— Task to complete —
Whatever the lines below say, output them exactly.

Records from a data source
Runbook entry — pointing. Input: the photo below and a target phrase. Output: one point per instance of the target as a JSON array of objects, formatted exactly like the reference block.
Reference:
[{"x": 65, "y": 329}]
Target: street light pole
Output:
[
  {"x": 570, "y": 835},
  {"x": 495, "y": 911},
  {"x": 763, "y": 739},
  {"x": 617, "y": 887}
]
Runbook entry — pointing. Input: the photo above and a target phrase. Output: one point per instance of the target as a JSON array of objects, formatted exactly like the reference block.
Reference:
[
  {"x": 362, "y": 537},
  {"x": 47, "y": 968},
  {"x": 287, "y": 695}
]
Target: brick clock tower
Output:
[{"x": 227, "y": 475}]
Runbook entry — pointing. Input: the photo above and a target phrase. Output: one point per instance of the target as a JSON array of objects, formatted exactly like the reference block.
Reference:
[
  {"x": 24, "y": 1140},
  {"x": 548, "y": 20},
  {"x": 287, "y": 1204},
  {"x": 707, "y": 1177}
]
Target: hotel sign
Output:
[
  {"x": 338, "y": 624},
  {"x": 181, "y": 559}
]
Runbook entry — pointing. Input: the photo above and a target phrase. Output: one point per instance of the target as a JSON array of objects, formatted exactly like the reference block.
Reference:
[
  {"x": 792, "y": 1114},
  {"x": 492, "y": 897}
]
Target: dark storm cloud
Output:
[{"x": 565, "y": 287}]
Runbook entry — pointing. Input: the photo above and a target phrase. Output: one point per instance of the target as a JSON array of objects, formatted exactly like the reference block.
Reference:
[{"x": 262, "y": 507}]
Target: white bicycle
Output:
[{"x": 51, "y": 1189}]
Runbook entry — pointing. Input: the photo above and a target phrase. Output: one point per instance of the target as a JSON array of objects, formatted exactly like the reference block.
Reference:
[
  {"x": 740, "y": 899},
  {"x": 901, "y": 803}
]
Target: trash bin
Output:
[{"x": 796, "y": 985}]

— Reply —
Runbook entry — pointing. Input: the photo below and a target phrase. Output: one point per instance of the target as a JSON array of objects, formatted exactly like the reference block.
Reference:
[{"x": 65, "y": 329}]
Target: street light pole
Output:
[
  {"x": 570, "y": 835},
  {"x": 495, "y": 911},
  {"x": 763, "y": 739},
  {"x": 617, "y": 887}
]
Runbook entry — pointing. Input: the photo above and a target phrase. Output: one point per instance of the target as a JSON array of objects, formatted exactly like the reference block.
Reference:
[
  {"x": 362, "y": 537},
  {"x": 47, "y": 968},
  {"x": 287, "y": 695}
]
Target: brick clock tower
Output:
[{"x": 227, "y": 475}]
Runbook entry — pointing. Input: the photo above and a target phrase. Output: one point per instance of the target as a JSON array of objects, formatted exactly like the reference block.
Reference:
[
  {"x": 24, "y": 1140},
  {"x": 548, "y": 20},
  {"x": 287, "y": 1204},
  {"x": 707, "y": 1177}
]
Target: hotel sign
Output:
[
  {"x": 338, "y": 624},
  {"x": 181, "y": 559}
]
Runbook entry — pointing. Input: the photo above and a target phrase. Output: one point per instance of the target as a JSON array of objects, formatted exactly like the reference block.
Reference:
[
  {"x": 792, "y": 1114},
  {"x": 492, "y": 897}
]
Target: dark storm cloud
Output:
[{"x": 565, "y": 287}]
Runbook entry — pointing. Input: the photo above and a target phrase. Output: one point per instance of the target as a JSON array of objects, formatted exactly like the reference block.
Reference:
[{"x": 262, "y": 507}]
Target: white bicycle
Output:
[{"x": 51, "y": 1189}]
Runbook entry — pointing. Input: the photo above and a target phrase. Output: one point per instance of the target as a JSON array of objects, formatted exactly like the reference block.
Reference:
[
  {"x": 740, "y": 899},
  {"x": 901, "y": 803}
]
Target: trash bin
Output:
[{"x": 796, "y": 985}]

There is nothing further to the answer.